**Source excerpt**
==========

As we began ramping up traffic to read from Vitess concurrently with our legacy system, we noticed that a handful of queries with high QPS returned an alarming number of rows. The combination of high QPS with the large number of rows returned made the overall rows returned per second the largest in our cluster. Figure 11-3 shows that at peak, we were returning about 9,000 rows per second from a single shard’s channels_members table. In fact, these queries were so frequent and memory-intensive that they caused out-of-memory errors (OOMs) to flood the database host itself! During the days following our ramp-up, we saw 1/256 of our hosts running out of memory every day.

At first, we believed that our cloud provider was at fault; perhaps something was wrong with the way we had provisioned our largest database cluster. Eventually, we realized that it wasn’t a configuration mishap or random bad luck, and we swiftly ramped down to start isolating the source of the OOMs.

Figure 11-3. Rows returned from +channels_members+ on a single shard

Figure 11-4 shows our surprise with the OOMs during our weekly status update.

Figure 11-4. Weekly project status reporting on OOMs

The refactor was a high-priority project both within the infrastructure and among engineering organizations at large. From a database reliability perspective, moving channels_members to Vitess was an important step in continuing to develop our muscle memory around operating the new system, so when the OOMs proved particularly elusive, we began working with the entire database team at Slack, debugging from all angles directly in the channel we had set up to coordinate the effort, #feat-vitess-channels. We attempted to resize the memory allocation for our MySQL processes, digging into memory fragmentation and allocation at both the MySQL and operating system levels. During this process, we upgraded minor versions of MySQL to have access to a new setting that allowed us to specify the nonuniform memory access (NUMA) interleave policy for the buffer pool! Meanwhile, we continued to split up more JOINs, and began ramping up more Dark mode query load. Each time, we thought we might stop encountering OOMs, only to be disappointed as we kept encountering them as we ramped up more load.

At this point, the project had just surpassed the six-month mark, obliterating our initial estimate; the whole team very much felt as through we were consistently taking two steps forward and one step back. After weeks of trial and error, we discovered that other storage systems at Slack (including our monitoring cluster and Search cluster) had hit problems with a restrictively small value for min_free_kbytes, a low-level kernel setting responsible for controlling how aggressively the kernel decides to free memory. The larger the value, the more breathing room the kernel will give itself by shedding more data held in RAM. With the substantial number of queries returning a large number of rows at high QPS, we would sporadically hit spikes of requests that required a sudden allocation of a large amount of RAM, leading to OOMs, because the kernel couldn’t free RAM quickly enough to return results. Bumping this min_free_kbytes to a higher value enabled our hosts to manage the memory pressure associated with these queries better and finally resolved our OOMs.

We spent eight whole months in the Dark mode phase; not only did we spend more time in this phase alone than we had initially anticipated spending on the project as a whole, it accounted for nearly two-thirds of the entire endeavor once we’d completed it. What happened?

==========

**Data excerpts**
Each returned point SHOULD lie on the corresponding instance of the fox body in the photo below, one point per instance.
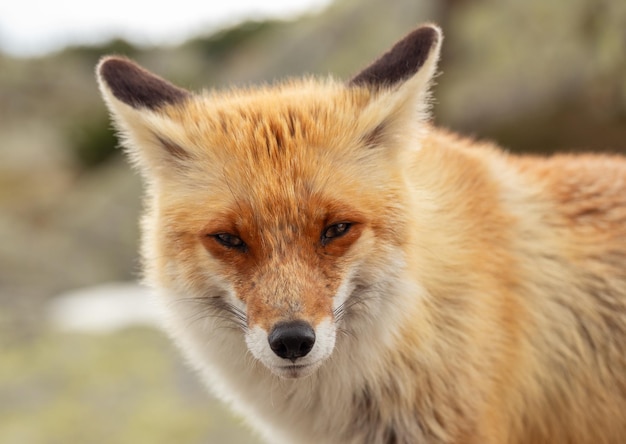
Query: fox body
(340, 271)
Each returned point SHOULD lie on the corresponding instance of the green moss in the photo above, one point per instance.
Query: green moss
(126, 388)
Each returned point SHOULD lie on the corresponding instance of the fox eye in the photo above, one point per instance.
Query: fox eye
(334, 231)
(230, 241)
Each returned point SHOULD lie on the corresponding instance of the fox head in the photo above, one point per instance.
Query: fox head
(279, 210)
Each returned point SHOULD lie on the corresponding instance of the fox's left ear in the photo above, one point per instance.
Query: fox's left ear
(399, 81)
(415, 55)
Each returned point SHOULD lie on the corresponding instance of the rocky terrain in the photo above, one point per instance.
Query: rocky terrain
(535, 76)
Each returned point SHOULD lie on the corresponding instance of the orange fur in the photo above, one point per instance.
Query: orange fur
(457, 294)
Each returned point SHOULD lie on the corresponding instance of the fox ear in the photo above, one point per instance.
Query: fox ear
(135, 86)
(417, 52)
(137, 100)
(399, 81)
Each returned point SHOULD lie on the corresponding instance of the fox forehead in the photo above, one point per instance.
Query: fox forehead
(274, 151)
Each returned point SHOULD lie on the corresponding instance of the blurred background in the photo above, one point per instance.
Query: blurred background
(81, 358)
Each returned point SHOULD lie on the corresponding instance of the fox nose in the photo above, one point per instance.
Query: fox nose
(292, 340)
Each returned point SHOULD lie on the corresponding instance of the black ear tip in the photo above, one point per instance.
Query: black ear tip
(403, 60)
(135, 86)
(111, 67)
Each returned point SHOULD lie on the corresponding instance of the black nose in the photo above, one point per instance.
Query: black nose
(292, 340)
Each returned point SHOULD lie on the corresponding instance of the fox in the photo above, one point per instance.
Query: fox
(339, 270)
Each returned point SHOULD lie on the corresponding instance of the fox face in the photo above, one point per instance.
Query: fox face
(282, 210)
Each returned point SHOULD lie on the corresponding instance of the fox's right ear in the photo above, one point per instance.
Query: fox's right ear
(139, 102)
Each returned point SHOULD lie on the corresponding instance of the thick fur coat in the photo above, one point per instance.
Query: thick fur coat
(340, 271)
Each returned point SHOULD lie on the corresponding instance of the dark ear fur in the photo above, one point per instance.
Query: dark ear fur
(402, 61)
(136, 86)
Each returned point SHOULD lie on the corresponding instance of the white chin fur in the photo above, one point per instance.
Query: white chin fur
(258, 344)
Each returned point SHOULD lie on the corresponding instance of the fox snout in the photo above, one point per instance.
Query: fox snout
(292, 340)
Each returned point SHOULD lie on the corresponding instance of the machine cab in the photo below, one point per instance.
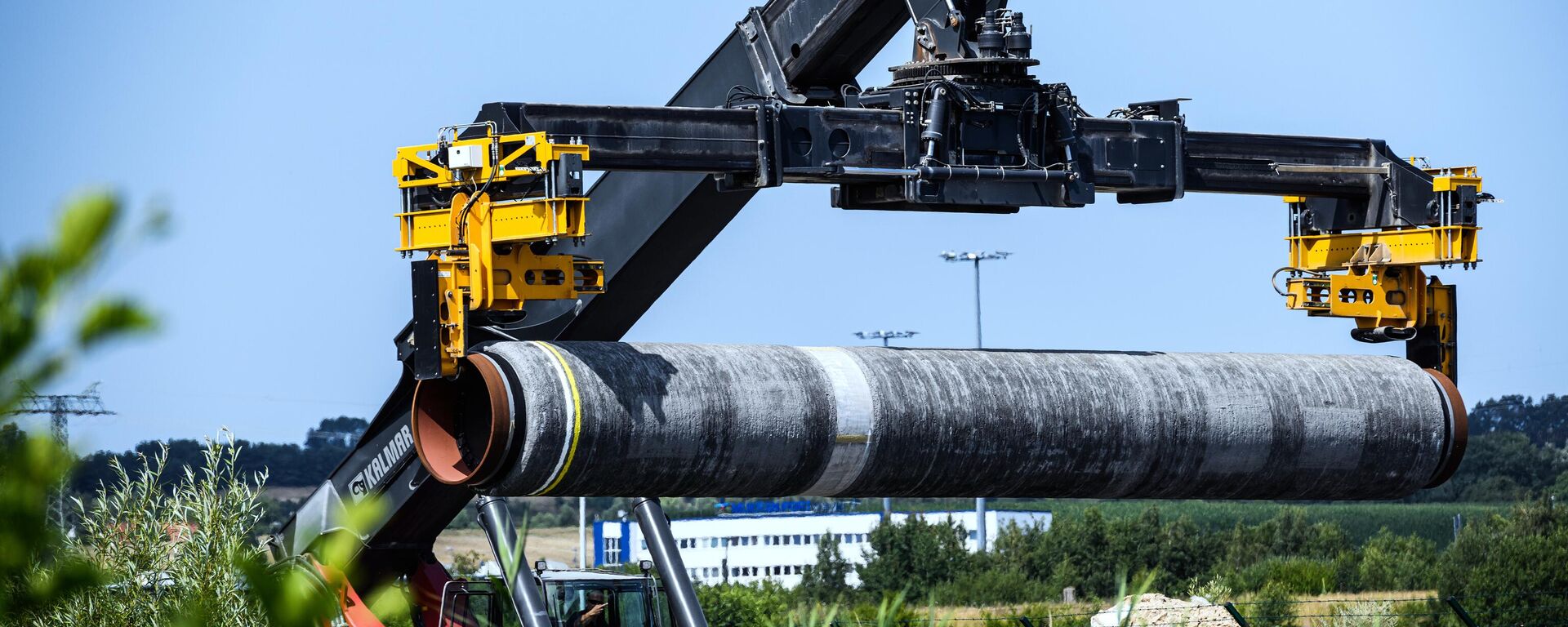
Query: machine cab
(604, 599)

==========

**Tasks to perform**
**A)** From the Vitess excerpt, list every abbreviation, leaving out product names such as MySQL.
**B)** In the Vitess excerpt, take the passage from "At first, we" up to and including "weekly status update.". Rewrite it with "provider" changed to "vendor".

**Task answers**
**A)** QPS, OOMs, NUMA, RAM

**B)**
At first, we believed that our cloud vendor was at fault; perhaps something was wrong with the way we had provisioned our largest database cluster. Eventually, we realized that it wasn’t a configuration mishap or random bad luck, and we swiftly ramped down to start isolating the source of the OOMs.

Figure 11-3. Rows returned from +channels_members+ on a single shard

Figure 11-4 shows our surprise with the OOMs during our weekly status update.